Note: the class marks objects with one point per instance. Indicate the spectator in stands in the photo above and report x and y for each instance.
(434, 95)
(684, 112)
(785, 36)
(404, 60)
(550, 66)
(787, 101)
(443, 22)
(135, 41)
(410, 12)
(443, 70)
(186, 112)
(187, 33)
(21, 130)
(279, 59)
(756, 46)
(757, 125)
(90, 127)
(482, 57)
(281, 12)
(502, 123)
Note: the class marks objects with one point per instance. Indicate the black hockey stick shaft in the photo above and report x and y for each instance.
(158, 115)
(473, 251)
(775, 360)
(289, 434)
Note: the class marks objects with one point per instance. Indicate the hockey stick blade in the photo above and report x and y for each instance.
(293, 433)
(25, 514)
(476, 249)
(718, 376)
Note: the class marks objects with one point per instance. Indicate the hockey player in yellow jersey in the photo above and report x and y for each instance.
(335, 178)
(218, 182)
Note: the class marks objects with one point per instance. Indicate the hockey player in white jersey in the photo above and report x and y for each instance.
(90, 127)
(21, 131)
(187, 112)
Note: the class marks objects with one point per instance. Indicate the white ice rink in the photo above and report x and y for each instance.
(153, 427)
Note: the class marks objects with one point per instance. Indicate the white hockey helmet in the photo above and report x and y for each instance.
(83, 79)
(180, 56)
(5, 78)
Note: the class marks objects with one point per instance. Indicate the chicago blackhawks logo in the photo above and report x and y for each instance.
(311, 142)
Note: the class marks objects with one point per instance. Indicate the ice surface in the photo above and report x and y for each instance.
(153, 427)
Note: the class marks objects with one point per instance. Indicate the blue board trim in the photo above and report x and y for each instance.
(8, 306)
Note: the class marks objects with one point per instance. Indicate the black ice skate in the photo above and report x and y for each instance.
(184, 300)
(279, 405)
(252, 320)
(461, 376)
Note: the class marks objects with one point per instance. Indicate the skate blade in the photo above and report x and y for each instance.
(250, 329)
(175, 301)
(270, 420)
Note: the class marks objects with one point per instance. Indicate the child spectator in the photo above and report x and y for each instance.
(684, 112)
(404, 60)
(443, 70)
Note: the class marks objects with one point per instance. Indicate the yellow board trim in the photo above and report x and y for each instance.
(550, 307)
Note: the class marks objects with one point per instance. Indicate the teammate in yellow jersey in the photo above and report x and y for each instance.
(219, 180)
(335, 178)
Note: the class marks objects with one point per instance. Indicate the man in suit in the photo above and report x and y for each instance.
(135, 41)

Problem statement — Every entry should be given again exactly as written.

Exercise response —
Note: the class marks objects with one point per instance. Indicate the spectator in stands in the photo above and report x and y for each instance.
(434, 95)
(684, 112)
(785, 36)
(404, 60)
(550, 66)
(787, 101)
(443, 22)
(135, 41)
(410, 12)
(443, 70)
(186, 112)
(187, 33)
(21, 130)
(279, 59)
(756, 46)
(757, 125)
(90, 127)
(482, 57)
(281, 12)
(502, 123)
Note: the class marks objects with one point per instance. Indicate the black hockey stick shaft in the photo above and report x and y for each instance.
(158, 115)
(473, 251)
(775, 360)
(289, 434)
Note: the class marks objects with one point per instance. Indicate the hockey stick blade in the photo above and report x and y for each instance.
(293, 433)
(25, 514)
(476, 249)
(718, 376)
Note: the class marks objects with one point per instance. Indicate the hockey player in yellow jersey in the photo above and report x and y for each instance.
(335, 178)
(218, 182)
Note: the class marks objects with one point per instance. Indicate the hockey player in white jersey in the photo above and report x and y for each instance.
(90, 127)
(21, 131)
(187, 112)
Note: the class marks objects with one point per instance. Indicate the white ice rink in the photo above and report x and y for each instance.
(153, 427)
Note: the class marks objects with one point per instance. Indicate the white hockey helmet in the photo above and report x and y for each instance.
(83, 79)
(180, 56)
(5, 78)
Note: the class marks objects with one point per instance. Indicate the chicago blackhawks logo in the photo above and report x and y for each instance.
(311, 142)
Note: the class marks objects with one point per instance. Indicate the ice surface in the photo above and report x and y for each instance.
(153, 427)
Note: the class marks objects with one point per instance. Indicate the blue board trim in the photo above and report x and y for each instance.
(8, 306)
Note: the class marks objects with one point per instance. Indicate the black ice skate in the photo above and report x and y for each instance.
(184, 300)
(279, 405)
(252, 320)
(461, 376)
Note: the class marks objects with one point per instance. Indicate the skate blade in the photo above and report x and y for each instance.
(250, 329)
(175, 301)
(270, 420)
Note: the class marks objects with one point per instance. Indicate the child spectator in the photo above and report x and y for each instance.
(684, 112)
(404, 60)
(443, 70)
Note: the class marks objects with one point per instance. Indicate the yellow board trim in the photo above and report x and y for each instance.
(550, 307)
Note: the class marks objects with one point per instance. Indicate the teammate in yellow jersey in the photo above and report x and y for each instance.
(219, 180)
(335, 178)
Note: the class marks objects with one point per instance. Indicate the man in suit in the photo above and report x and y for each instance.
(135, 41)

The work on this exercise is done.